> [The exercise]: Could you reproduce the material starting at the line that contains "Task: point to every instance of the red logo" and continuing through the end of the material, requests included, with every coordinate in the answers offset by 116 and the numbers in the requests and their format samples left unchanged?

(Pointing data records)
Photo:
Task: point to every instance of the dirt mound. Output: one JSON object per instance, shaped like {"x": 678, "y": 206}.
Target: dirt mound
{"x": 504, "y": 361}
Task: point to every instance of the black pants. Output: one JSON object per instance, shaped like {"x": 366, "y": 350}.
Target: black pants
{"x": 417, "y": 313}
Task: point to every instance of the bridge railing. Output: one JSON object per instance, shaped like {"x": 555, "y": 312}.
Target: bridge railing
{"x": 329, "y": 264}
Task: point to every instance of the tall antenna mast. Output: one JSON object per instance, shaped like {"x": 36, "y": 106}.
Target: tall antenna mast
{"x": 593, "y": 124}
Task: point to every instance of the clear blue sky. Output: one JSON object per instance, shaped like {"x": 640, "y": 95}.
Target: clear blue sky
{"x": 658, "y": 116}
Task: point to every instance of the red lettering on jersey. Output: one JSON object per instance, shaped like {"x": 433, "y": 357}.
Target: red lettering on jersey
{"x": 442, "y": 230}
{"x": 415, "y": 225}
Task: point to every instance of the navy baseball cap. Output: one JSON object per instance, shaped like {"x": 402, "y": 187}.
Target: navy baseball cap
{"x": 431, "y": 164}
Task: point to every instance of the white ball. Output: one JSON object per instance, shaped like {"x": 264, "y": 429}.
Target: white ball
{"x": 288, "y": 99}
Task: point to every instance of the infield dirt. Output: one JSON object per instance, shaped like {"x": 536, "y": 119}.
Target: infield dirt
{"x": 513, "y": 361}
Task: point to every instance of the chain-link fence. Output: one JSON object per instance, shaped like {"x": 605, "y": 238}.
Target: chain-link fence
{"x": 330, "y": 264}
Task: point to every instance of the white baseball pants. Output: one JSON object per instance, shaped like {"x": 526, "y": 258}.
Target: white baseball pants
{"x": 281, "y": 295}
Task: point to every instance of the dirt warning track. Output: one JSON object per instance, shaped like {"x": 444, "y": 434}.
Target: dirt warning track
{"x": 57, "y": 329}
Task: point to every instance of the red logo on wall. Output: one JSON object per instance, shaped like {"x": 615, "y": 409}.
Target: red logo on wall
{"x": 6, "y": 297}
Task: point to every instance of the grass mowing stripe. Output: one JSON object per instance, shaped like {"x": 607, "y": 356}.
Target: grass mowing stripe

> [Full response]:
Task: point to every instance of the red logo on wall. Output: one JSON object per instance, shaped like {"x": 615, "y": 409}.
Target: red logo on wall
{"x": 122, "y": 413}
Task: point to every instance of the grass mowing stripe. Output: one JSON object per instance, shaped like {"x": 607, "y": 356}.
Target: grass mowing stripe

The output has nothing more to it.